## Task to carry out
Your reply should be made up of every line in the records below that holds the string "wooden".

Records from a dataset
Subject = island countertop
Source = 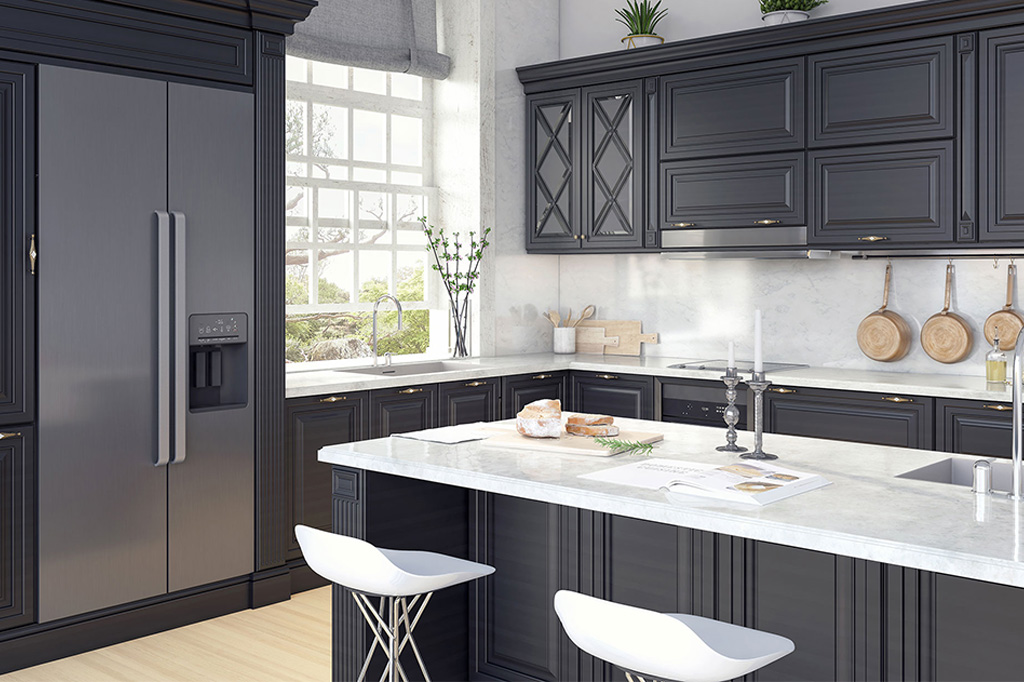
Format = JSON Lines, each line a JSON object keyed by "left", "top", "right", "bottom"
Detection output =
{"left": 319, "top": 418, "right": 1024, "bottom": 589}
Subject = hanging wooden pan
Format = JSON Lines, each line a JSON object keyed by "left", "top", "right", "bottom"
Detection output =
{"left": 856, "top": 263, "right": 912, "bottom": 362}
{"left": 984, "top": 263, "right": 1024, "bottom": 350}
{"left": 920, "top": 263, "right": 973, "bottom": 364}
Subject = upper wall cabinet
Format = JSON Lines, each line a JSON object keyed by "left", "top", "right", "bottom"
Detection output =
{"left": 659, "top": 59, "right": 804, "bottom": 160}
{"left": 808, "top": 38, "right": 955, "bottom": 147}
{"left": 527, "top": 90, "right": 580, "bottom": 250}
{"left": 980, "top": 27, "right": 1024, "bottom": 242}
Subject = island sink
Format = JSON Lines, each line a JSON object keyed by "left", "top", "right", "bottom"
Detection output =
{"left": 897, "top": 456, "right": 1014, "bottom": 492}
{"left": 341, "top": 360, "right": 481, "bottom": 377}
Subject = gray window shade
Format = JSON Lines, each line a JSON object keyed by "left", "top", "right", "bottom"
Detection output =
{"left": 288, "top": 0, "right": 451, "bottom": 80}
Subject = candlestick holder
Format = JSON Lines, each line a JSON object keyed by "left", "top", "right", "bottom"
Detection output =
{"left": 741, "top": 371, "right": 777, "bottom": 461}
{"left": 716, "top": 368, "right": 747, "bottom": 453}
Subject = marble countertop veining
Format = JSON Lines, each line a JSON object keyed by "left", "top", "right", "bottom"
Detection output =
{"left": 319, "top": 418, "right": 1024, "bottom": 588}
{"left": 286, "top": 352, "right": 1012, "bottom": 403}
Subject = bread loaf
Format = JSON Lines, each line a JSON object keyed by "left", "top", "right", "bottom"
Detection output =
{"left": 565, "top": 423, "right": 620, "bottom": 437}
{"left": 516, "top": 399, "right": 562, "bottom": 438}
{"left": 566, "top": 413, "right": 614, "bottom": 426}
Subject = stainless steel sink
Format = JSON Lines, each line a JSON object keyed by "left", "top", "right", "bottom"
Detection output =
{"left": 340, "top": 360, "right": 481, "bottom": 377}
{"left": 898, "top": 457, "right": 1014, "bottom": 492}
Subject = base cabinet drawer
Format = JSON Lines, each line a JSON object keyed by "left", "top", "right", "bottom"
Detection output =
{"left": 765, "top": 386, "right": 933, "bottom": 449}
{"left": 439, "top": 377, "right": 500, "bottom": 426}
{"left": 936, "top": 398, "right": 1012, "bottom": 458}
{"left": 571, "top": 372, "right": 654, "bottom": 420}
{"left": 502, "top": 372, "right": 569, "bottom": 418}
{"left": 369, "top": 384, "right": 438, "bottom": 438}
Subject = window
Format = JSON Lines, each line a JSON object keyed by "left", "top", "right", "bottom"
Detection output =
{"left": 285, "top": 56, "right": 441, "bottom": 364}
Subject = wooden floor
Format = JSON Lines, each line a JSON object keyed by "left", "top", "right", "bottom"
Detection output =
{"left": 0, "top": 588, "right": 332, "bottom": 682}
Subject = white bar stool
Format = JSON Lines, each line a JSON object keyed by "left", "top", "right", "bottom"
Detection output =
{"left": 295, "top": 525, "right": 494, "bottom": 682}
{"left": 554, "top": 590, "right": 795, "bottom": 682}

## Expected answer
Subject = hanging wooden pan
Subject = wooden floor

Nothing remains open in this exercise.